**Exercise goal:** Where the string "forehead" appears in a line of the data, show that line.

┄┄┄┄┄┄

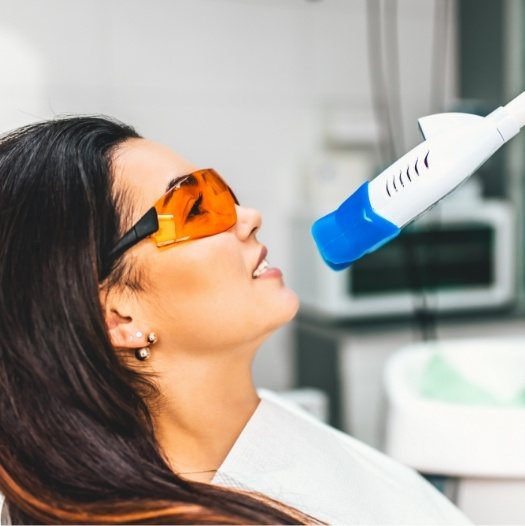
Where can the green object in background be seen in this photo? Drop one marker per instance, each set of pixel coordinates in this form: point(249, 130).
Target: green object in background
point(440, 381)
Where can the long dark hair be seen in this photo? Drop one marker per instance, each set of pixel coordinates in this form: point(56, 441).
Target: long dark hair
point(76, 438)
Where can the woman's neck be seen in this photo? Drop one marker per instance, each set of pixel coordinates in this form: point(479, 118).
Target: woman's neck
point(204, 406)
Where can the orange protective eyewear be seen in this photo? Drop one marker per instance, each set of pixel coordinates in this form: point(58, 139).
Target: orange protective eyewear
point(196, 205)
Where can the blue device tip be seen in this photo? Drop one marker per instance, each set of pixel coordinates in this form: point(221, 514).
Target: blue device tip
point(351, 231)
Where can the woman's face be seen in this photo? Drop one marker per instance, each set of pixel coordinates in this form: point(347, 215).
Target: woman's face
point(200, 295)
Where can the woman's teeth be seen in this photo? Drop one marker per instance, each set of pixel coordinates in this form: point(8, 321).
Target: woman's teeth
point(261, 269)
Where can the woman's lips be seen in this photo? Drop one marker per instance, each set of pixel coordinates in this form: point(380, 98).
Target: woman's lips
point(271, 272)
point(263, 269)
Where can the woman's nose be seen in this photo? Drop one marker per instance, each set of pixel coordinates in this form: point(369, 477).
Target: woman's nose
point(248, 221)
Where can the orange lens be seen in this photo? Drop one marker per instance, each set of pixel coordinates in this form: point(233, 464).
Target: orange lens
point(199, 205)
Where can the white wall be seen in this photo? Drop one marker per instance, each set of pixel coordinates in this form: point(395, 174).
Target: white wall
point(235, 84)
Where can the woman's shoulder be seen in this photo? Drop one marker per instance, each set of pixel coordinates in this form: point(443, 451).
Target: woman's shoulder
point(286, 453)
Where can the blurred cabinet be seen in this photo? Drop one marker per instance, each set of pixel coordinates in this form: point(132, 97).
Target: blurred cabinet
point(346, 361)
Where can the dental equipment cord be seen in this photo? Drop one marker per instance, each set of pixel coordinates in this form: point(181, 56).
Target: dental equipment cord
point(387, 104)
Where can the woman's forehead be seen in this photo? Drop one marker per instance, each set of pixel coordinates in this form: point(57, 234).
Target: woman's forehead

┄┄┄┄┄┄

**Task answer:**
Where can the woman's forehead be seen in this photo? Drop one marker per instance, each set of pixel coordinates in this form: point(57, 234).
Target: woman's forehead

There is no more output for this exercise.